Items listed in a dataset
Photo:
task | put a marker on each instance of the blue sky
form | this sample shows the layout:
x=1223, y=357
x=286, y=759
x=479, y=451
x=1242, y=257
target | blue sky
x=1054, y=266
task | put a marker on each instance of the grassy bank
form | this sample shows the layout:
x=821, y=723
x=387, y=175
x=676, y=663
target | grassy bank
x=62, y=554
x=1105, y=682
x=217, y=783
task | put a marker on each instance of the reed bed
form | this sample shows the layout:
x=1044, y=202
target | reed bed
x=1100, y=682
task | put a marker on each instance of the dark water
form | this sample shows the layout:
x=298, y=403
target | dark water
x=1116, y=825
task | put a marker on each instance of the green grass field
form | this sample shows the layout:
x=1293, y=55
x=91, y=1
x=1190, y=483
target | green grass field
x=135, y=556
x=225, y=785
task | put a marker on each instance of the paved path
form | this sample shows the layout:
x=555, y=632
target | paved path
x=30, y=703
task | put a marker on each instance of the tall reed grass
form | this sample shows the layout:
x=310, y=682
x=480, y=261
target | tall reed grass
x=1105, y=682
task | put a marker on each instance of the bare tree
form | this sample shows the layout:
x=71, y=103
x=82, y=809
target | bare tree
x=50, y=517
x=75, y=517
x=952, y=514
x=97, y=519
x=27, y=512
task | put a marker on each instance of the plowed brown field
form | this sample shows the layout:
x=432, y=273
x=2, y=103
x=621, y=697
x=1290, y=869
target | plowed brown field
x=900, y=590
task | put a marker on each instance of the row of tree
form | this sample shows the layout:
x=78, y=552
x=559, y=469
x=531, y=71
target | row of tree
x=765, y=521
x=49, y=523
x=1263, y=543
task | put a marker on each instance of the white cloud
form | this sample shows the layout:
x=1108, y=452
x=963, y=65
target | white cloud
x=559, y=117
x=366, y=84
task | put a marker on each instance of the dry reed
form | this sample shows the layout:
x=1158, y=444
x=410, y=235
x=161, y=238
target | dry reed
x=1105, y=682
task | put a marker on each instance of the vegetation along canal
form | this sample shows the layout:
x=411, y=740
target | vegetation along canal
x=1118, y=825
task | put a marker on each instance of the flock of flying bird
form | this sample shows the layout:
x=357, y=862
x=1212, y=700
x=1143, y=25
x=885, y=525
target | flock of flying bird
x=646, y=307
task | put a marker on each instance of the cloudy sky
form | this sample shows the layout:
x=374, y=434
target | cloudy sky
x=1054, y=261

# [TASK OBJECTIVE]
Retype all of the lines above without any change.

# [FINAL RESULT]
Photo:
task | put a marker on each instance of the blue sky
form | this sample shows the layout:
x=1223, y=357
x=286, y=759
x=479, y=451
x=1242, y=257
target | blue sky
x=1054, y=266
task | put a marker on each instance of the grassy bank
form | this sample shows the layout:
x=821, y=723
x=387, y=175
x=676, y=663
target | grassy bank
x=62, y=554
x=1105, y=682
x=217, y=783
task | put a marker on each instance of the reed bed
form | this sample shows the layout:
x=1044, y=202
target | reed bed
x=1100, y=682
task | put a marker on each instance of the dark water
form | this sample shows the layout:
x=298, y=403
target | dark water
x=1116, y=825
task | put a marker on each instance of the green grass field
form | this sample shows the layout:
x=1293, y=55
x=91, y=1
x=1190, y=483
target | green grass field
x=135, y=556
x=225, y=785
task | put a marker on each instance of the paved path
form | this sample shows the layout:
x=555, y=632
target | paved path
x=30, y=703
task | put a marker on each instance of the tall reed grass
form | this sample shows the layout:
x=310, y=682
x=480, y=261
target | tall reed grass
x=1105, y=682
task | put a marker on each instance of the bare tree
form | this sample shows the layout:
x=71, y=103
x=82, y=809
target | bare tree
x=50, y=517
x=75, y=517
x=952, y=514
x=97, y=519
x=27, y=512
task | put a marker on each instance of the plowed brown field
form | this sample shows the layout:
x=432, y=273
x=2, y=103
x=621, y=697
x=1290, y=869
target | plowed brown field
x=900, y=590
task | put a marker on each instance of the row of tree
form | this sample shows the layout:
x=78, y=552
x=559, y=469
x=531, y=71
target | row of tree
x=765, y=521
x=49, y=523
x=1263, y=543
task | put a marker on each instance of the white cloud
form | this sample shows the layout:
x=1108, y=452
x=963, y=65
target | white cloud
x=559, y=117
x=366, y=84
task | put a marker on each instance of the dry reed
form | this sample shows the layout:
x=1158, y=444
x=410, y=235
x=161, y=238
target | dry reed
x=1105, y=682
task | put a marker on each instance of the vegetation along canal
form | this sample shows the layout:
x=411, y=740
target | vegetation along canal
x=1118, y=825
task | put a marker on each instance of the flock of flying bird
form | this sample shows the layout:
x=357, y=862
x=1212, y=700
x=1143, y=25
x=885, y=525
target | flock of flying bird
x=646, y=307
task | put a marker on each instance of the cloudy sky
form | this sample shows the layout:
x=374, y=434
target | cloudy sky
x=1054, y=261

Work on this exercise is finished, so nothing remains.